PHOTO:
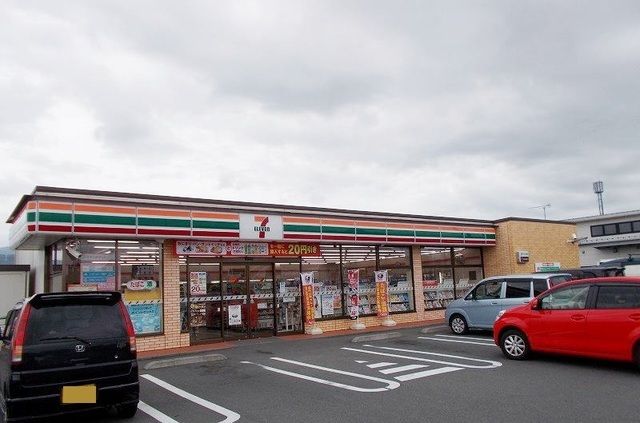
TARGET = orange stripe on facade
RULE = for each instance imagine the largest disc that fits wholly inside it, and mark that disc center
(337, 222)
(308, 220)
(164, 213)
(104, 209)
(212, 215)
(54, 206)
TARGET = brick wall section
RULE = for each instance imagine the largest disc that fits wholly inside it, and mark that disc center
(544, 240)
(172, 338)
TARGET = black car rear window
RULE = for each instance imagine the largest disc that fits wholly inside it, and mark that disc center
(85, 321)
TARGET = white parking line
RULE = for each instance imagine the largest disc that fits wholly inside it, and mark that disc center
(402, 368)
(390, 384)
(427, 373)
(230, 416)
(465, 337)
(489, 364)
(457, 341)
(158, 415)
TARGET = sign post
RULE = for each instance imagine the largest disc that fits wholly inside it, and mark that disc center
(308, 303)
(382, 297)
(354, 297)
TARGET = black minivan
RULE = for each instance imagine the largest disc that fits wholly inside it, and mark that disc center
(68, 352)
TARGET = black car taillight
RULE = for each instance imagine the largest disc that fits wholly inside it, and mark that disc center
(17, 342)
(131, 334)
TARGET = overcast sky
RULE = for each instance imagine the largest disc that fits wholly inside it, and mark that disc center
(464, 109)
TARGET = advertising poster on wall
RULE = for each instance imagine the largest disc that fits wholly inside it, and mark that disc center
(146, 318)
(235, 315)
(308, 297)
(354, 287)
(101, 275)
(382, 292)
(198, 283)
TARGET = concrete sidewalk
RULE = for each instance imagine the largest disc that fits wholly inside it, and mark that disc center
(216, 346)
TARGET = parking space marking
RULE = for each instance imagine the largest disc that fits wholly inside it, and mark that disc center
(230, 416)
(381, 364)
(488, 363)
(458, 341)
(402, 369)
(465, 337)
(389, 384)
(158, 415)
(427, 373)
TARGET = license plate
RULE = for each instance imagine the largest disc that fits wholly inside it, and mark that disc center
(85, 394)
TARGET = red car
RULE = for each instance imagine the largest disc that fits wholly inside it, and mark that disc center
(597, 318)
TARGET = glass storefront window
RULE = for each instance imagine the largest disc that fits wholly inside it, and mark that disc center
(397, 260)
(363, 258)
(132, 267)
(327, 290)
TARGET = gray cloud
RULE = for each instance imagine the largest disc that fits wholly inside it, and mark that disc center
(441, 108)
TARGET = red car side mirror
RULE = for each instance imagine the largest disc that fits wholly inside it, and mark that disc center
(535, 304)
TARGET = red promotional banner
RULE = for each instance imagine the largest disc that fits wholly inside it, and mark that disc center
(307, 298)
(354, 288)
(382, 293)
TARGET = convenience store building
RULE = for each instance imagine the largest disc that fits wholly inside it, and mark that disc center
(195, 270)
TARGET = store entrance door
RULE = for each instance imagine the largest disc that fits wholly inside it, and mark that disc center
(248, 306)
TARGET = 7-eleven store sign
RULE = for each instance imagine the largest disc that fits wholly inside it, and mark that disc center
(260, 227)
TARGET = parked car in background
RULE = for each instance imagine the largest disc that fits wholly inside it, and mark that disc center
(480, 306)
(68, 352)
(592, 272)
(597, 318)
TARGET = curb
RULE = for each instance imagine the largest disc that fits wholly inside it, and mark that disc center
(180, 361)
(376, 337)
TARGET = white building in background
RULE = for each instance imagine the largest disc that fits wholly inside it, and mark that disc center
(608, 237)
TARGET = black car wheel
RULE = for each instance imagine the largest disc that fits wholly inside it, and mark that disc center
(458, 324)
(127, 411)
(514, 345)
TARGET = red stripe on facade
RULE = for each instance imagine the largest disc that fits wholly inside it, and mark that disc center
(338, 238)
(54, 228)
(100, 230)
(163, 232)
(372, 238)
(217, 234)
(297, 236)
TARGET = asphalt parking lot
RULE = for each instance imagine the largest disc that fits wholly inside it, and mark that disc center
(411, 376)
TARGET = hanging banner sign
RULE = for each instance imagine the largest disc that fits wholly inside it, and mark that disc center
(354, 289)
(198, 283)
(235, 315)
(308, 298)
(382, 292)
(264, 249)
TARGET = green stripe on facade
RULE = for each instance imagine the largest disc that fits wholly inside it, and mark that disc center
(207, 224)
(301, 228)
(338, 230)
(428, 234)
(105, 220)
(167, 223)
(399, 232)
(54, 217)
(364, 231)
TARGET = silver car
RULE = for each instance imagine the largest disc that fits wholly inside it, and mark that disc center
(481, 305)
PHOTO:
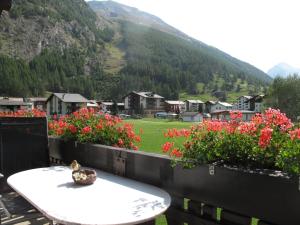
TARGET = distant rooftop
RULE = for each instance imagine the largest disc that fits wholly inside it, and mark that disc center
(225, 104)
(69, 97)
(195, 101)
(146, 94)
(174, 102)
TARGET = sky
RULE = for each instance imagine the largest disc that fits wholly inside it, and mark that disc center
(260, 32)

#####

### WHAT THIS TASK INVOLVES:
Could you rescale the stretch from the line containing "TARGET = red stripe on facade" through the end of the rows, repeating every line with the requests included but with each point coordinate in the answers multiplied by 0.3 and rounded to a whole number, halves rounded up? Leave the pictures out.

### RESULT OF THIS EXERCISE:
TARGET = red stripe on facade
RULE = for each instance imagine the largest disc that fits wholly inside it, and mark that disc center
(101, 71)
(16, 68)
(30, 69)
(49, 70)
(112, 71)
(65, 70)
(89, 71)
TARGET = asphalt parking lot
RULE = for each instance imagine the largest disc that fits wholly inside it, and mark that disc center
(123, 113)
TARGET = hanging banner sign
RULE = for each instance imagine the largest disc that fits wholly inside it, and mark that disc center
(106, 87)
(59, 85)
(71, 95)
(92, 89)
(115, 88)
(79, 75)
TARGET = green stripe on facade
RULE = for each instance imagine the largest disc that fits wholly inside it, and mark that disc center
(62, 67)
(90, 68)
(101, 69)
(128, 70)
(32, 66)
(50, 67)
(120, 70)
(16, 65)
(109, 69)
TARGET = silver car
RULE = for each instance imagine the largest disc that fits wholly inside it, and mark that disc center
(144, 92)
PHOTO:
TARGET = distant rooftop
RULE = for each instance imagine the largest disc that fits wholly inside it, and mark that disc center
(68, 31)
(21, 29)
(59, 30)
(44, 28)
(52, 31)
TARGET = sky
RULE = for each instance imagine the largest disc that fits wholly inside it, and mark that disc center
(78, 10)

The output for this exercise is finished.